§ MATERIAL TO PROCESS:
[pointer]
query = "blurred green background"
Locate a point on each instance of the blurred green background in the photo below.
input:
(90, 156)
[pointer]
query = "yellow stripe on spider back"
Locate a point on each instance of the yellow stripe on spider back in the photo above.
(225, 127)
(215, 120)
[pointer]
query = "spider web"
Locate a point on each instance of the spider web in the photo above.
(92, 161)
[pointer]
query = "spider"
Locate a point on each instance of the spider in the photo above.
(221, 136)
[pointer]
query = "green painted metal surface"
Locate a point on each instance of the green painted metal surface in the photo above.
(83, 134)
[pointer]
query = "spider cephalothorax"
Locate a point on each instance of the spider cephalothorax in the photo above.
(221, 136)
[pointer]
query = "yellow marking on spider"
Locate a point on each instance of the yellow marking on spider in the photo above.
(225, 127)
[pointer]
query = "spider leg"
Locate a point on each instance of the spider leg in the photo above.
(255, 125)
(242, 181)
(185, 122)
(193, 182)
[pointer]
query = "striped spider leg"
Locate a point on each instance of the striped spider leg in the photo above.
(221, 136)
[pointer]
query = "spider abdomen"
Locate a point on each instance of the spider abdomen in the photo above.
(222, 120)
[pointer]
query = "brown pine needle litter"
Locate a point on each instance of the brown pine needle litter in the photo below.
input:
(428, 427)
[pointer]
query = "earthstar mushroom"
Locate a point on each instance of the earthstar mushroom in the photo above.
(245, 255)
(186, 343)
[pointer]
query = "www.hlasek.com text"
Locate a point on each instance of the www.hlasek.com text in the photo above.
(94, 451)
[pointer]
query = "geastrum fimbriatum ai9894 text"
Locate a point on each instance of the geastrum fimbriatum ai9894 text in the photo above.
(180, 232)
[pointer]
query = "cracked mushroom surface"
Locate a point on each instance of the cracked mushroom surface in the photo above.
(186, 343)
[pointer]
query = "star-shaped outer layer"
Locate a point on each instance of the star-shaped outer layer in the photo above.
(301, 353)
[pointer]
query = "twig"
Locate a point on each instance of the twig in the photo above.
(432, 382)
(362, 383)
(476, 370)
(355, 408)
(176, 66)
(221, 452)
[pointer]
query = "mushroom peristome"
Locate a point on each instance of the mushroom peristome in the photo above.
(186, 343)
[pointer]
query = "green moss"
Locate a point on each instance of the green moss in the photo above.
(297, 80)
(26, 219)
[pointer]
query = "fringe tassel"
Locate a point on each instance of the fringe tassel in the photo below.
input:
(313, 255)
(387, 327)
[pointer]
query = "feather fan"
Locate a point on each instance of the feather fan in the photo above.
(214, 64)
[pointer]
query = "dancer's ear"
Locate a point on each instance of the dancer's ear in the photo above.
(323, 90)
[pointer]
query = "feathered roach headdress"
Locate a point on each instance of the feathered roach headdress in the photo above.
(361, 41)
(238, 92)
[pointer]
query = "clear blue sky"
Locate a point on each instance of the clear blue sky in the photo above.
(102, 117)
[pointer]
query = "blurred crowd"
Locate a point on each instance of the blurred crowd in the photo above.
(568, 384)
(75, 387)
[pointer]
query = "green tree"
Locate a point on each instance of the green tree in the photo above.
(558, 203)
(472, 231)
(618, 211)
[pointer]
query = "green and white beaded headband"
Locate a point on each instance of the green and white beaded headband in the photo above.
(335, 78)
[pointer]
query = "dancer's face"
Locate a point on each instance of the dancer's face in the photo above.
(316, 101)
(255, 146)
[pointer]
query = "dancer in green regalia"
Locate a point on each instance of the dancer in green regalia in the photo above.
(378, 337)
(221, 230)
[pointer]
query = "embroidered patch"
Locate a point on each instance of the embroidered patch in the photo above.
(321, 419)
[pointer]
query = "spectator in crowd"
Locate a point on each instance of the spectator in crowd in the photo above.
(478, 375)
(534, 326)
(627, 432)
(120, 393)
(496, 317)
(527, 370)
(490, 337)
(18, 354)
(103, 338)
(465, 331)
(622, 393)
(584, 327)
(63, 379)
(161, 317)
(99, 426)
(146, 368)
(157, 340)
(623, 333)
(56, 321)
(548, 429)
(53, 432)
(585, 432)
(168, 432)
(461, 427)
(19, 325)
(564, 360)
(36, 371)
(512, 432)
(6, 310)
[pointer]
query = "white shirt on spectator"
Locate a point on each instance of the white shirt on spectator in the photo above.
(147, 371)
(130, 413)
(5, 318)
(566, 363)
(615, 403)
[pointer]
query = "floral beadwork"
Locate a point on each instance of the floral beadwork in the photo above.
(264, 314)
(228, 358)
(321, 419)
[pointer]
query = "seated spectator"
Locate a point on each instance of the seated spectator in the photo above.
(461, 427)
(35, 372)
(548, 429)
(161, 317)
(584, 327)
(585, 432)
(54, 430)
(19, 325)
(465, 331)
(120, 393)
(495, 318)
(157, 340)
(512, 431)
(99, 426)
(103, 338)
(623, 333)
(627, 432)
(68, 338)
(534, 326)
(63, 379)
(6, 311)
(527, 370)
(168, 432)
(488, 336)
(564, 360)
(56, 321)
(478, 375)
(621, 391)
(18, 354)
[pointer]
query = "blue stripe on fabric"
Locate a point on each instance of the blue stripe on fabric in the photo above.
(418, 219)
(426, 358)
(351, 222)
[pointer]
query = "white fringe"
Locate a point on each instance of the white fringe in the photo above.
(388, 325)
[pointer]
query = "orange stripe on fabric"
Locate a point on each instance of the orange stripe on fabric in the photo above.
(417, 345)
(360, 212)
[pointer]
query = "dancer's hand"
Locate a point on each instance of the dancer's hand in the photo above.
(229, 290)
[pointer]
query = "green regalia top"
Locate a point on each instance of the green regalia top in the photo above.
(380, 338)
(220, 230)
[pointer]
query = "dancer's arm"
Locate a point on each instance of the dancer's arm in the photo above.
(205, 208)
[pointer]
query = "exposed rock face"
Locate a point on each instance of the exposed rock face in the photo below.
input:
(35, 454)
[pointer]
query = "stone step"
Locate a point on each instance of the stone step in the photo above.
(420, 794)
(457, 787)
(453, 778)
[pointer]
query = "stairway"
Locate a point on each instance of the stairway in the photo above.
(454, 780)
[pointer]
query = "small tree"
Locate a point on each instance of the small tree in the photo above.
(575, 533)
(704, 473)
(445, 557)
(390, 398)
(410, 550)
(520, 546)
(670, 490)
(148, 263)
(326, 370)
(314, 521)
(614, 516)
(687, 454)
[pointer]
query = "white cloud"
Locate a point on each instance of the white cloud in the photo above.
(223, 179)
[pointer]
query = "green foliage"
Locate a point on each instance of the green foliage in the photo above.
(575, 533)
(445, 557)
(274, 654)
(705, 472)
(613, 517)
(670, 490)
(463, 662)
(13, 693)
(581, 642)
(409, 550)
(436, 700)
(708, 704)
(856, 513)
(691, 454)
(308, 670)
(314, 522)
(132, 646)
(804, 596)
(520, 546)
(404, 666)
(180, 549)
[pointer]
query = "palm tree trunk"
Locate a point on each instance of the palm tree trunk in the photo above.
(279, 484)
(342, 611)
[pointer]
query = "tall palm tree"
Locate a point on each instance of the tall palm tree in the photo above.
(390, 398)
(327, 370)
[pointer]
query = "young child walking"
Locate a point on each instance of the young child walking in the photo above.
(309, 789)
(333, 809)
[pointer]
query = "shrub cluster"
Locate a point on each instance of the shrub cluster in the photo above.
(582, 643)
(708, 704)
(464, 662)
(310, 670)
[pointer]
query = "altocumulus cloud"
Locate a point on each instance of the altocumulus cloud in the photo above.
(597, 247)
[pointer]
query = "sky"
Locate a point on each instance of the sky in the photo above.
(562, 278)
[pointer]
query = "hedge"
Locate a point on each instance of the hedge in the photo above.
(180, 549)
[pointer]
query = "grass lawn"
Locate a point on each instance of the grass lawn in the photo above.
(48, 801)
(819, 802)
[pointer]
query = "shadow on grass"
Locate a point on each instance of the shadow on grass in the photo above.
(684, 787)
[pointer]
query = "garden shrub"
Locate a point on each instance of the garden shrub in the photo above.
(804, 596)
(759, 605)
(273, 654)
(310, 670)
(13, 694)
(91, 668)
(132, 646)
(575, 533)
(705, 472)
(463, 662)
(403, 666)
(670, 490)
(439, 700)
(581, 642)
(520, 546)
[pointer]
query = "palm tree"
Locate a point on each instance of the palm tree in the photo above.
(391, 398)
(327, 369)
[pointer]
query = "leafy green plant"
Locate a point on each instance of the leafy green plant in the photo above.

§ TASK REQUIREMENTS:
Search the material above for the word "below", then copy each line that holds it.

§ RESULT FOR THIS TASK:
Locate a point on each instance of the blurred green background in the photo below.
Locate a point on each instance of the brown pine needle litter in the photo below.
Locate a point on each instance of the fringe tassel in the photo below.
Locate a point on each instance of the exposed rock face in the photo below.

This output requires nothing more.